Extracted entries.
[start]

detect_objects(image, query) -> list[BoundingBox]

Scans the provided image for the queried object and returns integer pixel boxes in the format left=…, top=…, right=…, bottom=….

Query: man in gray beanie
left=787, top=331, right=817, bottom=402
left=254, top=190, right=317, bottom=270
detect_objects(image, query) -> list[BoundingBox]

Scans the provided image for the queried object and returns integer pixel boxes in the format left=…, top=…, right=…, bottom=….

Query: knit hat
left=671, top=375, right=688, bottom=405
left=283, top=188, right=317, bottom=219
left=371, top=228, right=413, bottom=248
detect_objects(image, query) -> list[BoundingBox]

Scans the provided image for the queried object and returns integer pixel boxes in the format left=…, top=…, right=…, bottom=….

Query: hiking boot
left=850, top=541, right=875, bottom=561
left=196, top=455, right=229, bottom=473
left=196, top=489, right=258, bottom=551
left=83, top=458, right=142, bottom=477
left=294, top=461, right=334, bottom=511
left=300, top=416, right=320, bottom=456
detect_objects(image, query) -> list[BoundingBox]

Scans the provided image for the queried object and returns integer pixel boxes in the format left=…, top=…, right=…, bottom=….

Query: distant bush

[end]

Objective. Reproduce all of the records above, line for line, without altering anything.

Reply to the task.
detect_objects(image, query) -> list[BoundingBox]

Scans the provided image for the queried object and returns integer pixel boxes in the format left=…, top=…, right=…, bottom=….

Query: man in gray beanie
left=787, top=331, right=817, bottom=402
left=254, top=190, right=317, bottom=270
detect_objects(image, query) -> list[BoundingBox]

Scans the provided image for the queried object and returns integer pixel boxes in the format left=…, top=…, right=…, bottom=….

Query: knit hat
left=671, top=375, right=688, bottom=405
left=283, top=188, right=317, bottom=219
left=371, top=228, right=413, bottom=248
detect_objects(image, query) -> list[BoundingBox]

Scans the provided image for the queried object and returns integer pixel boxes in the format left=…, top=…, right=…, bottom=….

Query: hiking boot
left=850, top=541, right=875, bottom=561
left=196, top=455, right=229, bottom=473
left=196, top=489, right=258, bottom=551
left=83, top=458, right=142, bottom=477
left=294, top=461, right=334, bottom=511
left=300, top=416, right=320, bottom=456
detect_objects(image, query) -> list[BoundingBox]

Scans the provided image for the queried object and returns integer pixel boxes in the format left=…, top=…, right=…, bottom=….

Query: distant bush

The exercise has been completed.